REQUEST |
Show every line of the rows below that contains the string "uniform".

(Point labeling rows)
※ ※ ※
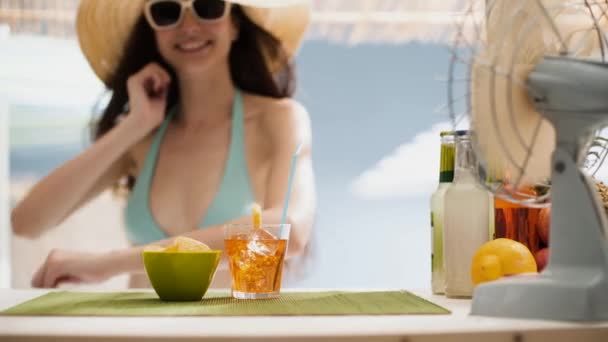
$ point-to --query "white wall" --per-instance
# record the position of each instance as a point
(5, 252)
(5, 231)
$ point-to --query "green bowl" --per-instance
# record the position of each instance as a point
(181, 276)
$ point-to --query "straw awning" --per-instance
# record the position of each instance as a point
(346, 21)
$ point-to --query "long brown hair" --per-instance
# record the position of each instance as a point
(248, 60)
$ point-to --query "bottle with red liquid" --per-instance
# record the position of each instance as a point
(521, 223)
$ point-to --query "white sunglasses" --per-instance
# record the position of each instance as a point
(167, 14)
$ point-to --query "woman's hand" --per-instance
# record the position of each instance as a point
(148, 91)
(72, 267)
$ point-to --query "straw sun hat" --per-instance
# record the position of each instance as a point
(104, 26)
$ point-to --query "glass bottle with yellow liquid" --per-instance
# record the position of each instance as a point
(466, 220)
(446, 175)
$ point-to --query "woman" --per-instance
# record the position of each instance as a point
(200, 125)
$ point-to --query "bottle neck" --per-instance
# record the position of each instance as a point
(465, 158)
(446, 165)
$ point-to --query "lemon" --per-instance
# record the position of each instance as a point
(501, 257)
(154, 248)
(185, 244)
(180, 244)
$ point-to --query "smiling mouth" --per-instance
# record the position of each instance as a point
(193, 47)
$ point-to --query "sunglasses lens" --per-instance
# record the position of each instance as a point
(165, 13)
(210, 9)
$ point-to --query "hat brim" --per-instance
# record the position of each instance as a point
(103, 27)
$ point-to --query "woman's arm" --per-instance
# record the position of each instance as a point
(68, 187)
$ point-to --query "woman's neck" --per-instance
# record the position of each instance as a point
(206, 98)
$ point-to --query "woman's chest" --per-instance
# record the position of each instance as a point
(192, 170)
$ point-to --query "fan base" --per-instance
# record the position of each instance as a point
(574, 295)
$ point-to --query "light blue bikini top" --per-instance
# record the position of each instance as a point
(232, 200)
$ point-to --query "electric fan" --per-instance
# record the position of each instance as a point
(533, 82)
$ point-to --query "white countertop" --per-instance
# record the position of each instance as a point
(459, 325)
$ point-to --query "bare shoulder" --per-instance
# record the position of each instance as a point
(285, 120)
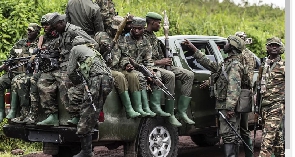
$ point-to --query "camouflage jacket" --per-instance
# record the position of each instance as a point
(249, 61)
(85, 14)
(139, 50)
(107, 10)
(22, 49)
(227, 91)
(66, 38)
(156, 47)
(273, 81)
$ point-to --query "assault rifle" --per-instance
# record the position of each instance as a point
(155, 79)
(84, 82)
(166, 33)
(236, 133)
(108, 55)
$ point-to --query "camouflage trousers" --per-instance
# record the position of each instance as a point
(20, 84)
(51, 85)
(100, 86)
(186, 78)
(136, 80)
(272, 135)
(120, 82)
(225, 131)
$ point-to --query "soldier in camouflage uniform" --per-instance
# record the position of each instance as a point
(227, 89)
(248, 61)
(19, 83)
(108, 12)
(85, 14)
(100, 83)
(169, 77)
(273, 99)
(104, 40)
(57, 81)
(138, 48)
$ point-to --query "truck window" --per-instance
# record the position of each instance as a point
(204, 48)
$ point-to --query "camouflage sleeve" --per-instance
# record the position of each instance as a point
(205, 62)
(234, 86)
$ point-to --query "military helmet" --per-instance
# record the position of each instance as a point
(44, 18)
(116, 21)
(236, 42)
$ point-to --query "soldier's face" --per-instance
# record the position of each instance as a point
(156, 25)
(137, 31)
(273, 49)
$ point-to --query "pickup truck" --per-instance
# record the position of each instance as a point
(144, 137)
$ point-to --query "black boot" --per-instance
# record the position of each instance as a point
(230, 150)
(86, 146)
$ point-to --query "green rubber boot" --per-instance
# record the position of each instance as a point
(169, 107)
(2, 108)
(145, 103)
(52, 120)
(183, 103)
(130, 113)
(73, 121)
(155, 105)
(137, 104)
(13, 106)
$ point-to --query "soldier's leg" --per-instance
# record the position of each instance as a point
(245, 134)
(230, 140)
(135, 93)
(23, 92)
(47, 86)
(121, 85)
(4, 84)
(35, 100)
(186, 77)
(14, 95)
(271, 120)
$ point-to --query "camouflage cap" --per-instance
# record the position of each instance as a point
(237, 42)
(116, 21)
(274, 40)
(154, 15)
(138, 21)
(34, 27)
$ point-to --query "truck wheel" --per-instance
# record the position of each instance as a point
(158, 138)
(205, 140)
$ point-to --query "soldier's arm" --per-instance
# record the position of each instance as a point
(234, 86)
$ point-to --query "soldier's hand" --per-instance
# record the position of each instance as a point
(205, 84)
(230, 114)
(189, 45)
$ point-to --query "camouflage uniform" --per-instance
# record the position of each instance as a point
(273, 104)
(169, 77)
(107, 10)
(248, 61)
(57, 82)
(20, 83)
(85, 14)
(227, 91)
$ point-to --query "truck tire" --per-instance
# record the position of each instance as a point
(205, 140)
(158, 138)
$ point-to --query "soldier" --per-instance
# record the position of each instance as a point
(108, 12)
(248, 61)
(85, 14)
(19, 84)
(99, 82)
(137, 47)
(273, 99)
(48, 41)
(185, 76)
(227, 89)
(57, 81)
(104, 40)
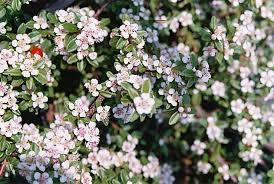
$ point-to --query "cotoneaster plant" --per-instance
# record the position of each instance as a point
(137, 92)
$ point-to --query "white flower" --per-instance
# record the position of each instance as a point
(203, 167)
(2, 28)
(39, 100)
(237, 106)
(11, 127)
(218, 89)
(102, 113)
(128, 29)
(267, 78)
(80, 107)
(144, 103)
(21, 43)
(198, 147)
(244, 125)
(219, 33)
(213, 131)
(40, 23)
(182, 48)
(152, 168)
(185, 19)
(42, 178)
(174, 25)
(104, 158)
(247, 86)
(224, 170)
(3, 65)
(93, 87)
(209, 51)
(119, 111)
(86, 178)
(28, 69)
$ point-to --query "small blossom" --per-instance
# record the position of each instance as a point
(144, 103)
(39, 100)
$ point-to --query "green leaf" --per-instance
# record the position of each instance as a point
(186, 99)
(16, 5)
(39, 64)
(113, 41)
(13, 72)
(52, 18)
(41, 78)
(121, 43)
(3, 144)
(72, 59)
(30, 24)
(22, 29)
(23, 105)
(175, 117)
(206, 35)
(107, 94)
(71, 28)
(194, 59)
(47, 46)
(35, 36)
(188, 73)
(71, 45)
(2, 12)
(219, 57)
(213, 23)
(17, 83)
(196, 99)
(104, 22)
(146, 87)
(132, 92)
(190, 82)
(81, 65)
(219, 45)
(123, 177)
(29, 83)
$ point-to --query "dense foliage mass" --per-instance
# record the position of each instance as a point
(135, 91)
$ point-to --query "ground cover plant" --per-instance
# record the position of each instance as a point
(135, 91)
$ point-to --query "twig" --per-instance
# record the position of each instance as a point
(269, 146)
(99, 11)
(3, 166)
(92, 107)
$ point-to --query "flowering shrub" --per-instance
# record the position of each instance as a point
(137, 92)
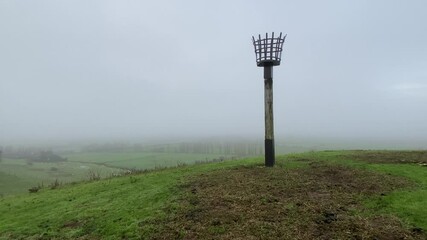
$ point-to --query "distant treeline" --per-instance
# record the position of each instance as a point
(227, 148)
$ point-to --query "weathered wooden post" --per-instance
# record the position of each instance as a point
(268, 52)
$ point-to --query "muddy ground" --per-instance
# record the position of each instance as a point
(320, 201)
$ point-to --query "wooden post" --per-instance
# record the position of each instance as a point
(269, 127)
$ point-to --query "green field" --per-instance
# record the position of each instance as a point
(17, 175)
(315, 195)
(141, 160)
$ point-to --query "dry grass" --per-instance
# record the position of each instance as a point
(318, 202)
(419, 157)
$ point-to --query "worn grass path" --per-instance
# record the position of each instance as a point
(316, 195)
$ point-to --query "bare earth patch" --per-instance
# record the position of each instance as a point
(318, 202)
(419, 157)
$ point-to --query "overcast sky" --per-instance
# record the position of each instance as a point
(107, 69)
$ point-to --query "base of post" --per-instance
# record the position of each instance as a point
(269, 153)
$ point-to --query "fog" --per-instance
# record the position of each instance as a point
(142, 69)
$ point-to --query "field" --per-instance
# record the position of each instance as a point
(17, 175)
(314, 195)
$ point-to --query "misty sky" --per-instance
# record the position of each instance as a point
(84, 69)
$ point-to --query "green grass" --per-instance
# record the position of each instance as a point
(142, 160)
(108, 209)
(16, 176)
(132, 206)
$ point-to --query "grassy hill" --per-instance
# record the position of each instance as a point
(315, 195)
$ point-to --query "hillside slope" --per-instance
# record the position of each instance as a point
(316, 195)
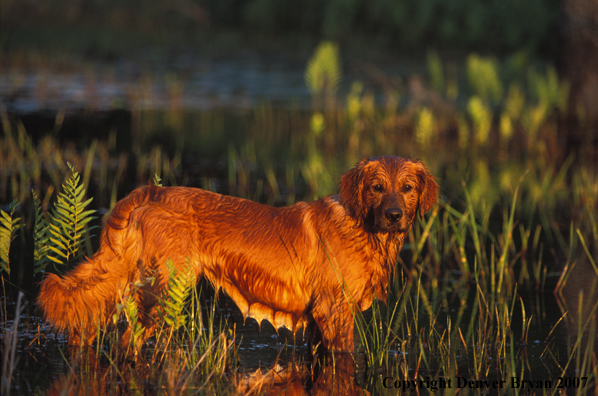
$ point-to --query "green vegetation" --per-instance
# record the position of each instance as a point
(516, 220)
(111, 29)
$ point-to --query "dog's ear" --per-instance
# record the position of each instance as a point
(429, 189)
(351, 186)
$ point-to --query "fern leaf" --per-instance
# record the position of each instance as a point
(68, 226)
(179, 288)
(8, 230)
(40, 238)
(157, 181)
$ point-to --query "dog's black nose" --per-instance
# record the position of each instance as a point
(393, 214)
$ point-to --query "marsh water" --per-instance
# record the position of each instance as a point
(209, 102)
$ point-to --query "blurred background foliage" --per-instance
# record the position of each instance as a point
(107, 27)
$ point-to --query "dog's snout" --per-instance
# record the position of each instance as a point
(393, 214)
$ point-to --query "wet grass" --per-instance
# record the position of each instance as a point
(515, 227)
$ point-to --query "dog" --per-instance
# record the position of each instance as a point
(309, 265)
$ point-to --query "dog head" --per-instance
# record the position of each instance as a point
(385, 193)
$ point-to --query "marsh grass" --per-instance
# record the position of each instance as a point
(514, 220)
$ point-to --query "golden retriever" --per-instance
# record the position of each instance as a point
(309, 265)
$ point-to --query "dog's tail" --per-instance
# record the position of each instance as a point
(85, 298)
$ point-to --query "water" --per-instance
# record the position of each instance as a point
(235, 84)
(198, 85)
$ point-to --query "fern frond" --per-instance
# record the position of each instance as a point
(41, 239)
(8, 230)
(68, 226)
(157, 180)
(180, 284)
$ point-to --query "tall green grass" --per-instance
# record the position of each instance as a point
(516, 218)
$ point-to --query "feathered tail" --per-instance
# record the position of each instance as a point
(85, 298)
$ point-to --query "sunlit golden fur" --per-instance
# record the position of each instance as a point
(306, 264)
※ ※ ※
OUTPUT FOR THIS EXERCISE |
$ point-to --query "soldier in camouflage uniform" --per-instance
$ point-to --query "camouflage uniform" --per-instance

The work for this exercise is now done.